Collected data
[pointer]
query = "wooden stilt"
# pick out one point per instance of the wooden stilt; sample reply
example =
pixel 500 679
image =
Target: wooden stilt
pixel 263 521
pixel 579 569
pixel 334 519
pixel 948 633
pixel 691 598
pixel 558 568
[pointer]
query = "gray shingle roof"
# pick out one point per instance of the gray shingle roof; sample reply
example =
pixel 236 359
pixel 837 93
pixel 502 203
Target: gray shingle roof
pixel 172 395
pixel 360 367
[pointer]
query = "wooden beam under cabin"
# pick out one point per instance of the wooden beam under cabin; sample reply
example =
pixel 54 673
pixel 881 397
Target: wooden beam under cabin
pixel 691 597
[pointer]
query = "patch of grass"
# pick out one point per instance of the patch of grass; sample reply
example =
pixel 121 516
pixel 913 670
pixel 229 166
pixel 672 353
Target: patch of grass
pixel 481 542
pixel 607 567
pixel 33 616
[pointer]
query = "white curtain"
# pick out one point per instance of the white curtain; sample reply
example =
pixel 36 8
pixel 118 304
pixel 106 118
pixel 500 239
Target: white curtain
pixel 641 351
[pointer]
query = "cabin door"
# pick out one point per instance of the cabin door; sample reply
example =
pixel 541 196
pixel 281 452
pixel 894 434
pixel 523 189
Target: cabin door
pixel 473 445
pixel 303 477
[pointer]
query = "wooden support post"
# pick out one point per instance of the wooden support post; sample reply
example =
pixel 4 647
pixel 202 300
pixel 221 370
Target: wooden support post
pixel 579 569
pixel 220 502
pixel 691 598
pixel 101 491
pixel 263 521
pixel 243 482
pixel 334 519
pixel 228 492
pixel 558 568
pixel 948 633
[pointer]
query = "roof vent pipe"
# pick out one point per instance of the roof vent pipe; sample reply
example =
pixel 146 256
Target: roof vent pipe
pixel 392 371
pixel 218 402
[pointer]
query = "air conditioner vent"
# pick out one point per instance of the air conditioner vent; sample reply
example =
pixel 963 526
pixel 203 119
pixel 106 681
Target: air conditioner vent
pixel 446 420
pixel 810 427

- **Written instruction**:
Recast all of the records above as a Markdown table with one row per line, omitting blank lines. Use a column named "n" for the row number and a column named "Line" for the text of the line.

- **Written reply**:
| n | Line |
|---|---|
| 1 | [pointer] |
| 2 | query = "wooden stilt" |
| 3 | # pick out one point per instance of the wooden stilt; sample reply |
| 4 | example = |
| 5 | pixel 500 679 |
| 6 | image = |
| 7 | Target: wooden stilt |
| 8 | pixel 263 521 |
| 9 | pixel 579 569 |
| 10 | pixel 334 519 |
| 11 | pixel 948 633 |
| 12 | pixel 691 598 |
| 13 | pixel 558 568 |
| 14 | [pointer] |
| 15 | query = "gray shingle roof" |
| 16 | # pick out one point per instance of the gray shingle roof; sample reply |
| 17 | example = |
| 18 | pixel 236 359 |
| 19 | pixel 837 93 |
| 20 | pixel 502 203 |
| 21 | Target: gray shingle roof |
| 22 | pixel 172 395 |
| 23 | pixel 360 367 |
| 24 | [pointer] |
| 25 | query = "wooden beam under cabin" |
| 26 | # pick out one point per instance of the wooden beam under cabin; sample reply |
| 27 | example = |
| 28 | pixel 54 673 |
| 29 | pixel 881 397 |
| 30 | Target: wooden beam under cabin |
| 31 | pixel 691 597 |
| 32 | [pointer] |
| 33 | query = "patch of grass" |
| 34 | # pick out one point per instance of the patch of grass; sample reply |
| 35 | example = |
| 36 | pixel 121 516 |
| 37 | pixel 913 670 |
| 38 | pixel 229 166 |
| 39 | pixel 672 353 |
| 40 | Target: patch of grass |
| 41 | pixel 481 542 |
| 42 | pixel 607 567 |
| 43 | pixel 33 616 |
| 44 | [pointer] |
| 45 | query = "white curtain" |
| 46 | # pick out one point per instance of the white curtain; sample reply |
| 47 | example = |
| 48 | pixel 36 8 |
| 49 | pixel 118 304 |
| 50 | pixel 106 118 |
| 51 | pixel 500 239 |
| 52 | Target: white curtain |
| 53 | pixel 641 351 |
| 54 | [pointer] |
| 55 | query = "cabin door" |
| 56 | # pick out one point per instance of the cabin door; sample reply |
| 57 | example = |
| 58 | pixel 541 196 |
| 59 | pixel 281 452 |
| 60 | pixel 894 434 |
| 61 | pixel 523 189 |
| 62 | Target: cabin door |
| 63 | pixel 473 445 |
| 64 | pixel 303 477 |
| 65 | [pointer] |
| 66 | query = "wooden support post" |
| 67 | # pick out one point per instance of the wooden support post; sample reply |
| 68 | example = |
| 69 | pixel 4 647 |
| 70 | pixel 202 300 |
| 71 | pixel 221 370 |
| 72 | Target: wooden support post |
| 73 | pixel 579 569 |
| 74 | pixel 220 502 |
| 75 | pixel 691 598 |
| 76 | pixel 101 491 |
| 77 | pixel 263 521 |
| 78 | pixel 243 482 |
| 79 | pixel 334 519 |
| 80 | pixel 228 492 |
| 81 | pixel 558 568 |
| 82 | pixel 948 633 |
| 83 | [pointer] |
| 84 | query = "roof vent pipe" |
| 85 | # pick out one point per instance of the roof vent pipe; sample reply |
| 86 | example = |
| 87 | pixel 146 256 |
| 88 | Target: roof vent pipe |
| 89 | pixel 392 371 |
| 90 | pixel 218 402 |
| 91 | [pointer] |
| 92 | query = "air conditioner vent" |
| 93 | # pick out one point per instance of the air conditioner vent; sample reply |
| 94 | example = |
| 95 | pixel 963 526 |
| 96 | pixel 203 119 |
| 97 | pixel 106 681 |
| 98 | Target: air conditioner vent |
| 99 | pixel 446 420 |
| 100 | pixel 810 427 |